• _SELECTED EXCERPT_
----------------
Two men stand in front of a window.

A documentary about iconic SoHo restaurant Raoul’s is screening in New York City through Sunday after its world premiere Monday at the Tribeca Film Festival.

Raoul’s: A New York Story” highlights the beloved French bistro Raoul’s, which opened 50 years ago in SoHo.

Back in 1975, French brothers Serge and Guy Raoul served simple bistro classics to a collection of artists, models and actors who were thrilled to have a restaurant in an area that was still mostly empty warehouses.

SoHo has changed, but Raoul's remains largely the same. Karim Raoul, son of owner Serge Raoul, became a part-owner in the restaurant after his father suffered a stroke.

The exterior of a French restaurant.

Karim's dream had been to be a filmmaker. In fact, he says at one point in the documentary that he wanted nothing to do with Raoul's.

That's until one day, when he was shooting a film in Indonesia, and got a phone call that changed his life.

“My father had just had a stroke,” he said. “I thought that, ‘Well, there's a couple issues I'd like to iron out before I go back.’ I thought I'd be dealing with them for a year or two. Here we are, 15 years later.”

Though Karim stepped away from filmmaking to run Raoul’s, he achieved his dream of making a movie with “Raoul’s: A New York Story.”

Directors Karim Raoul and Greg Olliver discussed their film on a recent episode of “All of It” with Alison Stewart. An edited version of their conversation is below.
----------------
(Dataset excerpt)
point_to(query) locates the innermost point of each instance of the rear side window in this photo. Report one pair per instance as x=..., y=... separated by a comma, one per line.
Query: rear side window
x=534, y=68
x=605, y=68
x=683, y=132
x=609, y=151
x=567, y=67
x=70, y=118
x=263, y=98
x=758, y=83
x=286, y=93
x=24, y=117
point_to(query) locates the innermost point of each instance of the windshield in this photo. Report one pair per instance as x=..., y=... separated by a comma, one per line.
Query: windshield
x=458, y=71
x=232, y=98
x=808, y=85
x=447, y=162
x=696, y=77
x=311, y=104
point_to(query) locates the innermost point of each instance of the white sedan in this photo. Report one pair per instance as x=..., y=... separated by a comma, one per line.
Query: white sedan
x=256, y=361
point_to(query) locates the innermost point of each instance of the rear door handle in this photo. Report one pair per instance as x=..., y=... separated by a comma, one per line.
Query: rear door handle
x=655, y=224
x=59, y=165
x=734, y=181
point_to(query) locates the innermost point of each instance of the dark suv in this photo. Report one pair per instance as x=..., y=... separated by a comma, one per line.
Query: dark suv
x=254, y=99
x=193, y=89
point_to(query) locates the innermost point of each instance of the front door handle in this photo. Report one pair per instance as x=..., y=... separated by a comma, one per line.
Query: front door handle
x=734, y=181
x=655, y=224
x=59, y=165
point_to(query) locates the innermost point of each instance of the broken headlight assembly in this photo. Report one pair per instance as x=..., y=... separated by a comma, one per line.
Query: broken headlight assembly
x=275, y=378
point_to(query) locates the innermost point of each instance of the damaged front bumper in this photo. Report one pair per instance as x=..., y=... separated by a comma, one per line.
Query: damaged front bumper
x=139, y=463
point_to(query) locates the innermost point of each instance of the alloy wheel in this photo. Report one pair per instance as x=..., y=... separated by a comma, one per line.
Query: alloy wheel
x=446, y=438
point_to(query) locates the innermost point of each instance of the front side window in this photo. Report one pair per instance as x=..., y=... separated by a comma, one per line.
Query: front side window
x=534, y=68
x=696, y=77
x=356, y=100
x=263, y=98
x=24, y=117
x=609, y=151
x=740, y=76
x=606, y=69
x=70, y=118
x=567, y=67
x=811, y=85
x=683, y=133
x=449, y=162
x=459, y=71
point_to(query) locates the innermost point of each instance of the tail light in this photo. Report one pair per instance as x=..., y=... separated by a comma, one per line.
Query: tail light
----------------
• _WORK TO DO_
a. According to the article about Raoul's, in what year did Serge and Guy Raoul begin serving bistro classics in SoHo?
b. Retype the passage from the article about Raoul's, starting with "Back in 1975, French" and going on through "changed his life.".
c. Decide whether each statement agrees with the article about Raoul's, answering yes or no and quoting the deciding words: (i) Karim Raoul became a part-owner of the restaurant after his father had a stroke. (ii) The documentary had its world premiere at the Tribeca Film Festival. (iii) Karim was shooting a film in France when he got the phone call that changed his life.

• _ANSWERS FOR THE EXERCISE_
a. 1975

b.
Back in 1975, French brothers Serge and Guy Raoul served simple bistro classics to a collection of artists, models and actors who were thrilled to have a restaurant in an area that was still mostly empty warehouses.

SoHo has changed, but Raoul's remains largely the same. Karim Raoul, son of owner Serge Raoul, became a part-owner in the restaurant after his father suffered a stroke.

The exterior of a French restaurant.

Karim's dream had been to be a filmmaker. In fact, he says at one point in the documentary that he wanted nothing to do with Raoul's.

That's until one day, when he was shooting a film in Indonesia, and got a phone call that changed his life.

c.
(i) Yes: "became a part-owner in the restaurant after his father suffered a stroke"
(ii) Yes: "after its world premiere Monday at the Tribeca Film Festival"
(iii) No: "when he was shooting a film in Indonesia"